## OBJECTIF VISÉ:
Recopiez fidèlement, dans le texte sur les négociations salariales collectives, le passage allant de « Différentes études portant » jusqu'à « entre les branches. ».

## EXTRAIT FOURNI:
########################################

Les négociations salariales collectives ont-elles évité la diminution des bas salaires ?
Différentes études portant sur d’autres pays montrent que les négociations salariales collectives réduisent les inégalités salariales, avec à la fois un effet de hausse sur les bas salaires et un effet de modération sur les hauts salaires (Lucifora, McKnight, et Salverda 2005 ; OCDE 2019). Cet effet amortissant gagne d’autant plus en force que les branches et les professions sont nombreuses à devoir respecter les accords. Une coordination des revendications salariales et des négociations au niveau national permettent en outre d’éviter l’apparition de différences considérables entre les branches.
Pour l’Allemagne, plusieurs études concluent que le transfert des négociations salariales de l’échelle sectorielle à l’échelle de l’entreprise et la diminution générale du taux de couverture des conventions collectives expliquent la diminution des bas salaires (voir par exemple Antonczyk, DeLeire, et Fitzenberger 2018 ; Card, Heining, et Kline 2013). À l’inverse, l’introduction en 2015 du salaire minimum national en Allemagne a permis de relever les salaires les plus bas et donc de réduire à nouveau légèrement les inégalités salariales (Grabka et Schröder 2019).

########################################

## ENTRÉES AFFICHÉES:
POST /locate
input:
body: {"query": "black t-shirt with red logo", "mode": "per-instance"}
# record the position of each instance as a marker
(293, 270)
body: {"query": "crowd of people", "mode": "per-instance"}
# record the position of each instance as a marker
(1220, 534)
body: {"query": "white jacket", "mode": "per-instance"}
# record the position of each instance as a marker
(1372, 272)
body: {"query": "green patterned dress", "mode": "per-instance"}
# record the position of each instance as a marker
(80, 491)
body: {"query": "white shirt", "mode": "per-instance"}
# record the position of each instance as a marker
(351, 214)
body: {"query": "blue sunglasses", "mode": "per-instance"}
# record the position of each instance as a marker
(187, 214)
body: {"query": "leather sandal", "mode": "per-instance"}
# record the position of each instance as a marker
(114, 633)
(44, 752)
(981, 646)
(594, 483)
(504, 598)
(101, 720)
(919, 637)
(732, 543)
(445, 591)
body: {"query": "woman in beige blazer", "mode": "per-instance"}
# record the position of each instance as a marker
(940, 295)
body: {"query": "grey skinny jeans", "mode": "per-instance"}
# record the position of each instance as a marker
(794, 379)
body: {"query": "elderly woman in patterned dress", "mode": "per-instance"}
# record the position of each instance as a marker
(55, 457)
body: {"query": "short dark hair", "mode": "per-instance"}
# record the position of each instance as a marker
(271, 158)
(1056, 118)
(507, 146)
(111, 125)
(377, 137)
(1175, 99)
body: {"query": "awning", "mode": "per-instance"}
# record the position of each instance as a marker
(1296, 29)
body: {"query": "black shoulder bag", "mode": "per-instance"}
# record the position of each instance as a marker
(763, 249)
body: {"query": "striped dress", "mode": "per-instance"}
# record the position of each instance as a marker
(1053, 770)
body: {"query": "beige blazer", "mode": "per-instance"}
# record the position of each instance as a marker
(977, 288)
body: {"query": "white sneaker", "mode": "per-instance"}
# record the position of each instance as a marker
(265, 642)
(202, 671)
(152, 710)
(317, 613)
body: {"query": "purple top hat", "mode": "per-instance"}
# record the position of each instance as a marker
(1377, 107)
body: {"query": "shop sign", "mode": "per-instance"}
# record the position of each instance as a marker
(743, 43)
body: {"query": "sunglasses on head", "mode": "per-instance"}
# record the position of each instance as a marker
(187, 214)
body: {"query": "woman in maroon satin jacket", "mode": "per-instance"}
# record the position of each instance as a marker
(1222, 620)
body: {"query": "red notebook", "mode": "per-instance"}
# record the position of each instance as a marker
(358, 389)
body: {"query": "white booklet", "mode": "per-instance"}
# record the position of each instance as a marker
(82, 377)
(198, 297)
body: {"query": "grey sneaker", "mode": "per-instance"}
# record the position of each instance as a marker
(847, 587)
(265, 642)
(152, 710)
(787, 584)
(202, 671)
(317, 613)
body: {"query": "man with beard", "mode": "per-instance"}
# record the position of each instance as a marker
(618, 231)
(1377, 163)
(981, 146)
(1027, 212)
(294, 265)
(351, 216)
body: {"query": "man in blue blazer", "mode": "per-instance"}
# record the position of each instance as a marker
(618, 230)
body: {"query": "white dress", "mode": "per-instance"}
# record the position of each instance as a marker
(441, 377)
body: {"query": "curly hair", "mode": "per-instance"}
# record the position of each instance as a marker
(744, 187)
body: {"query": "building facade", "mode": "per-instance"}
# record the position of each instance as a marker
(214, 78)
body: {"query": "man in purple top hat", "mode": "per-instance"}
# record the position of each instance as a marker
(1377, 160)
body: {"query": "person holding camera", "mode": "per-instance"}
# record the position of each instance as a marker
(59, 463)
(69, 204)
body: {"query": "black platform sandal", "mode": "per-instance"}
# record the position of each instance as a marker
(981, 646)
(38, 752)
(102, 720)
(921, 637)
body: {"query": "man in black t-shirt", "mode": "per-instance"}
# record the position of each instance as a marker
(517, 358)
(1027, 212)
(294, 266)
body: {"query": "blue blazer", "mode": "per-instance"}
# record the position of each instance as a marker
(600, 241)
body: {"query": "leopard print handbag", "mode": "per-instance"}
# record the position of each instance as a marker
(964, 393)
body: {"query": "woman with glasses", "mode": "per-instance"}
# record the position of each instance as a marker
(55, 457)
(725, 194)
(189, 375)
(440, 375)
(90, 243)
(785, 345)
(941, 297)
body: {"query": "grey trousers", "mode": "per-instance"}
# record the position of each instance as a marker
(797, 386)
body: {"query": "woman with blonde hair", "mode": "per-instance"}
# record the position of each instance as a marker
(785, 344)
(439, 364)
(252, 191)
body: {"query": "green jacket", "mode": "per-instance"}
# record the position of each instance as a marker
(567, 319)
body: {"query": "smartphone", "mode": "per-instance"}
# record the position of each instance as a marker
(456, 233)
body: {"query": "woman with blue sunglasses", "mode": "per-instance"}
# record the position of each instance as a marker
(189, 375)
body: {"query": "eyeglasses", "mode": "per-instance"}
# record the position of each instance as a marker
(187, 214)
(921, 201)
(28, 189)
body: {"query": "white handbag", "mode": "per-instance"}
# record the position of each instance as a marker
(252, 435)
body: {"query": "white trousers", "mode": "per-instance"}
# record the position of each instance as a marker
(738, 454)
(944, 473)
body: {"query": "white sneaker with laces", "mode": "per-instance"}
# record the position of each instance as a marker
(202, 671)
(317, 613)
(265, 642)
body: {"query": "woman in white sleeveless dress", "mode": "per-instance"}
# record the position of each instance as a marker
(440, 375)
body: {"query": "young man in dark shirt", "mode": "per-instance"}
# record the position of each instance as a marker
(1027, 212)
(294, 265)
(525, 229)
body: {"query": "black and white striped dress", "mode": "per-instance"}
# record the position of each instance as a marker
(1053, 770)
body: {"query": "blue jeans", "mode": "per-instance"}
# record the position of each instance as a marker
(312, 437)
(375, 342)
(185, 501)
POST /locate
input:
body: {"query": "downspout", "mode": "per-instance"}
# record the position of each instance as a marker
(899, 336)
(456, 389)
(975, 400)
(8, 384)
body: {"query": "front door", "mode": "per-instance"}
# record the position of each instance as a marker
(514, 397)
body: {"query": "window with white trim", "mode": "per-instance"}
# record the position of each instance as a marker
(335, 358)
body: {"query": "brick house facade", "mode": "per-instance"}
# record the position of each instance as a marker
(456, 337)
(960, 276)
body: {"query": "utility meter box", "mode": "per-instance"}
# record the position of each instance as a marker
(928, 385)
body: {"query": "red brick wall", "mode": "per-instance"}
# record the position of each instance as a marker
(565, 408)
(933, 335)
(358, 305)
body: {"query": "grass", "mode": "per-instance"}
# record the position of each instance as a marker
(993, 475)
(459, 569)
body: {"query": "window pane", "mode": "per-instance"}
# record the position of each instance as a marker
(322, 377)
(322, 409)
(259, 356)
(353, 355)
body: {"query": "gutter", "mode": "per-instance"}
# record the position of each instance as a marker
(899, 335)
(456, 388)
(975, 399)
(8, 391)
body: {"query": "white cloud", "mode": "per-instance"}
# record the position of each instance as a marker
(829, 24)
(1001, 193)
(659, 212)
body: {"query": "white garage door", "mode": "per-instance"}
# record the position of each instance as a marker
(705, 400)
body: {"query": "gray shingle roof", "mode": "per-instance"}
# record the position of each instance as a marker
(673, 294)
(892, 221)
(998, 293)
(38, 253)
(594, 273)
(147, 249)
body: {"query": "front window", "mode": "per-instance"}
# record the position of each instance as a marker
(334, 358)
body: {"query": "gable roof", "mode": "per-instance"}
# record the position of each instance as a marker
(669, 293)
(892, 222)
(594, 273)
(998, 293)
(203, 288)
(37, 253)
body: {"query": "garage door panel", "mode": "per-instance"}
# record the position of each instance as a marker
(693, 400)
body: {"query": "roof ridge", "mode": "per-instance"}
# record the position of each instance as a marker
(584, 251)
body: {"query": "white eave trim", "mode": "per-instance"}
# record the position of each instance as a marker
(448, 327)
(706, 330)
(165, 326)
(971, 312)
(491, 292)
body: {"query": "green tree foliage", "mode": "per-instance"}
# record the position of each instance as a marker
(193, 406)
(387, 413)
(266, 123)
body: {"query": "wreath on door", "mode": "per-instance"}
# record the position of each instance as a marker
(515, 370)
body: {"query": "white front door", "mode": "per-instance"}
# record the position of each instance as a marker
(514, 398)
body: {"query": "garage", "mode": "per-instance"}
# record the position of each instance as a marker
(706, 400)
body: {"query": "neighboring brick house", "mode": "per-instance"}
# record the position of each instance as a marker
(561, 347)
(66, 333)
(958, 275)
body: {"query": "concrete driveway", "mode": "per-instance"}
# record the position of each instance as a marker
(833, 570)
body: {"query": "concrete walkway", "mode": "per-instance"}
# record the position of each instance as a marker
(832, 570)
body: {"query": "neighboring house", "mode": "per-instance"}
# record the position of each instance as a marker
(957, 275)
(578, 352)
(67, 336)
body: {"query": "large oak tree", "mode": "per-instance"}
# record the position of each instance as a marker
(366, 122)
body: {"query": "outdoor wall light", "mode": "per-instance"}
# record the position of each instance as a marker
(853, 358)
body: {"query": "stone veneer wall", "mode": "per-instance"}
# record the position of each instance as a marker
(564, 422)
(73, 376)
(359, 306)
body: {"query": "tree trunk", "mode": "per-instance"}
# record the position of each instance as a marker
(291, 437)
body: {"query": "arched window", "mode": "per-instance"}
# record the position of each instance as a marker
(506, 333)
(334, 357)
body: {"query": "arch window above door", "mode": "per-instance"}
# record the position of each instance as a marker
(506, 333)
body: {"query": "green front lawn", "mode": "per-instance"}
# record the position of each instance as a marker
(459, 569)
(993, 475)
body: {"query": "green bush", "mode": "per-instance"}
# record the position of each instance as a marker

########################################

## RÉPONSE COMPLÈTE:
Différentes études portant sur d’autres pays montrent que les négociations salariales collectives réduisent les inégalités salariales, avec à la fois un effet de hausse sur les bas salaires et un effet de modération sur les hauts salaires (Lucifora, McKnight, et Salverda 2005 ; OCDE 2019). Cet effet amortissant gagne d’autant plus en force que les branches et les professions sont nombreuses à devoir respecter les accords. Une coordination des revendications salariales et des négociations au niveau national permettent en outre d’éviter l’apparition de différences considérables entre les branches.